■ TASK TO CARRY OUT ■
Write out the records in full and without alteration, setting aside their pictures.

Referring expression pointing data
# # # #

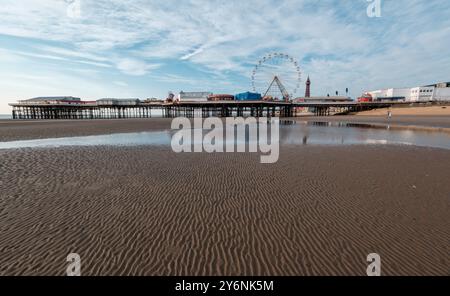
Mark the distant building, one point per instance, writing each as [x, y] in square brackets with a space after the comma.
[323, 99]
[51, 100]
[308, 88]
[117, 102]
[428, 93]
[220, 97]
[193, 96]
[248, 96]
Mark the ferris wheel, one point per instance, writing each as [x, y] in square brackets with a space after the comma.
[277, 76]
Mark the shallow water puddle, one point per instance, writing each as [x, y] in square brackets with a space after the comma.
[291, 133]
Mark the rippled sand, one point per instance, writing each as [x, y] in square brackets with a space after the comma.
[148, 211]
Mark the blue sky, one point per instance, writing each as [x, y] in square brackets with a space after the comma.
[143, 49]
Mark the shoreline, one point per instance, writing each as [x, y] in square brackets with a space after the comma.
[12, 130]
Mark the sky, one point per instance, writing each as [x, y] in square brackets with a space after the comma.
[141, 49]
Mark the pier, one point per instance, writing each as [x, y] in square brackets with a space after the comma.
[188, 109]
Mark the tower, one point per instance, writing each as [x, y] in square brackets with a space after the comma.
[308, 88]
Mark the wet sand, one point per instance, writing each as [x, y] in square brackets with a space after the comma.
[11, 130]
[148, 211]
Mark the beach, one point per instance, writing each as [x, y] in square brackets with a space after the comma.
[320, 210]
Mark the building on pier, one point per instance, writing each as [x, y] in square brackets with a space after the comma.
[52, 100]
[201, 96]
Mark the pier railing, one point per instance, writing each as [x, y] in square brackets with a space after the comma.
[188, 109]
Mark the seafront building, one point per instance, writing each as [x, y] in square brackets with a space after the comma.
[429, 93]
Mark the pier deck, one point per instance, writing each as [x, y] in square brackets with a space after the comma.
[188, 109]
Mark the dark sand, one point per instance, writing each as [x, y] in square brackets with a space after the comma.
[149, 211]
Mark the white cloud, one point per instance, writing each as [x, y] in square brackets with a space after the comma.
[338, 44]
[135, 67]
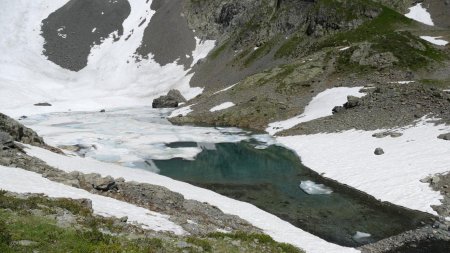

# # # #

■ OUTPUT BELOW ■
Mark the distant building, one point per instance, writing each as [x, y] in square brackets with a space after the comma.
[323, 99]
[51, 100]
[308, 88]
[117, 102]
[428, 93]
[220, 97]
[193, 96]
[248, 96]
Mark the ferris wheel, one point per instance, writing each as [x, y] in square brackets with a space after the comma.
[277, 76]
Mark the shallow water puddle, one point per instance, writing each as [x, y] in square brackets with a space after the comma.
[291, 133]
Mark the rippled sand, one point per instance, writing each as [x, y] in square brackets with a space after the comma.
[148, 211]
Mark the blue sky, one point per instance, writing each as [x, y] in square brackets with a space after the comma.
[143, 49]
Mark the shoreline, one point per instance, writing each as [x, y] in square brackets with a space after the comma.
[12, 130]
Mark the sky, one point per instance, writing each as [x, y] in square brackets with a space after the comma.
[141, 49]
Mark the pier, one point per instance, writing each as [x, y] in square brackets with a space after the comma.
[188, 109]
Mark the tower, one point per instance, writing each as [x, y] in square brackets with a space after the comma.
[308, 88]
Mark the wet sand, one point per instance, writing each as [x, y] in square brackets with a space after the comma.
[11, 130]
[148, 211]
Mark the beach, one point per instance, writing each as [x, y] in square brackets with a space after the comma.
[320, 210]
Mark the building on pier, one point per instance, writing each as [x, y] in square brackets with a space after the comma.
[52, 100]
[201, 96]
Mark the pier railing, one point per instance, writing each as [x, y] in square brackets with a space after the comma.
[188, 109]
Mark the seafront building, one point per instance, writing each as [x, y] in square brackets with a space after the comma.
[429, 93]
Mark the pier deck, one point per instance, writing each as [x, y] in square brackets with a space after the comma.
[188, 109]
Mark the dark sand, one point per instance, writing each as [x, y] in square brackets with a space after the comma.
[149, 211]
Mark the white cloud, one point per instance, writing each as [x, y] in square brackets with a space after the comma.
[338, 44]
[135, 67]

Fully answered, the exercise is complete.